**Ejercicio:**
Extraiga todas las líneas que figuran a continuación, sin alterar ni una sola palabra.

**Datos proporcionados:**
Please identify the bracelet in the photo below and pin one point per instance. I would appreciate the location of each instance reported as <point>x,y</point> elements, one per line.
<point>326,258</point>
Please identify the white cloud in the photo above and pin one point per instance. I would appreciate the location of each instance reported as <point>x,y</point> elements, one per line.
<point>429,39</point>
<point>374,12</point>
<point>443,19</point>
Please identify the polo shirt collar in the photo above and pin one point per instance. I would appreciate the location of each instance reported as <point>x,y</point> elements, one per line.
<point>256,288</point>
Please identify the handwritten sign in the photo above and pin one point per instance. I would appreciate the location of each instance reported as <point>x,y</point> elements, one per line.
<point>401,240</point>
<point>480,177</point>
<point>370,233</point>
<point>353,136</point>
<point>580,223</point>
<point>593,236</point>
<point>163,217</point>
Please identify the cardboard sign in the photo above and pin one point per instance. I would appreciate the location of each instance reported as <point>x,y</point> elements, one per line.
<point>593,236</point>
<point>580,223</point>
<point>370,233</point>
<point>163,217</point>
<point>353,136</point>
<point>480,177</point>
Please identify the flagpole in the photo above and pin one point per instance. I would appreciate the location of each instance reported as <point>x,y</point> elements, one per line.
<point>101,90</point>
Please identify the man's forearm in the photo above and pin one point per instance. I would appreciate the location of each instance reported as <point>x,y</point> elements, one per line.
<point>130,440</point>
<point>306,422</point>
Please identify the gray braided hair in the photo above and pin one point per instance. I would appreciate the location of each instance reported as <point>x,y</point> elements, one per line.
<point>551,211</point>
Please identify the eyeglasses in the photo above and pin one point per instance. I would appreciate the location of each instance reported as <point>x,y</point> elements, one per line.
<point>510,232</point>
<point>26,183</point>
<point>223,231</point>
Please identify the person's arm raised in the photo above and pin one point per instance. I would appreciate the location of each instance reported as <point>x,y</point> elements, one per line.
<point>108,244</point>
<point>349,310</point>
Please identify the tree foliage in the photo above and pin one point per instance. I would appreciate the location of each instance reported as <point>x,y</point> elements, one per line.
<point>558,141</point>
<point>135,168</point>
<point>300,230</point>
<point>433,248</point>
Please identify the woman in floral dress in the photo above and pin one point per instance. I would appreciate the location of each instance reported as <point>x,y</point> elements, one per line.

**Solución:**
Please identify the bracelet in the photo below and pin one point per instance. I would appreciate the location of each instance reported as <point>x,y</point> elements, one per line.
<point>326,258</point>
Please identify the white cloud in the photo above and pin one point per instance. I would appreciate the location of each instance reported as <point>x,y</point> elements, one per line.
<point>429,39</point>
<point>374,12</point>
<point>443,19</point>
Please identify the polo shirt collar in the photo above and pin one point per instance. I would appreciate the location of each instance reported as <point>x,y</point> elements, one per line.
<point>256,288</point>
Please identify the handwritten sign in the photo above and pin one point per instance. I would appreciate the location of each instance reported as <point>x,y</point> elements, one per line.
<point>401,240</point>
<point>480,177</point>
<point>370,233</point>
<point>353,136</point>
<point>580,223</point>
<point>593,236</point>
<point>163,217</point>
Please identify the cardboard sign in the photo above and pin one point per instance. I would appreciate the location of each instance reported as <point>x,y</point> elements, one per line.
<point>593,236</point>
<point>580,223</point>
<point>370,233</point>
<point>163,217</point>
<point>353,136</point>
<point>480,177</point>
Please identify the flagpole in the photo above and pin one point per instance. I would appreciate the location of each instance reported as <point>x,y</point> elements, one per line.
<point>101,90</point>
Please identify the man's forearm in the photo above and pin one point per instance. I would appreciate the location of each instance reported as <point>x,y</point> elements, one per line.
<point>130,440</point>
<point>306,422</point>
Please identify the gray braided hair in the photo above and pin one point per instance. I would appreciate the location of each instance reported as <point>x,y</point> elements, one per line.
<point>551,211</point>
Please identify the eyeglasses in the photo above and pin one point per instance. I would appreciate the location of each instance reported as <point>x,y</point> elements, one per line.
<point>510,232</point>
<point>26,183</point>
<point>223,231</point>
Please identify the person's arm raised in the photo above and pin one point per instance. I would appreciate the location of each instance reported as <point>x,y</point> elements, one per line.
<point>108,244</point>
<point>349,310</point>
Please identify the tree foliage in the photo above and pin one point per instance. I would appreciate the location of each instance reported as <point>x,y</point> elements, one per line.
<point>558,141</point>
<point>135,168</point>
<point>300,230</point>
<point>433,248</point>
Please identify the woman in floral dress in the photo above and pin one point per instance. I would appreciate the location of each instance reported as <point>x,y</point> elements, one per line.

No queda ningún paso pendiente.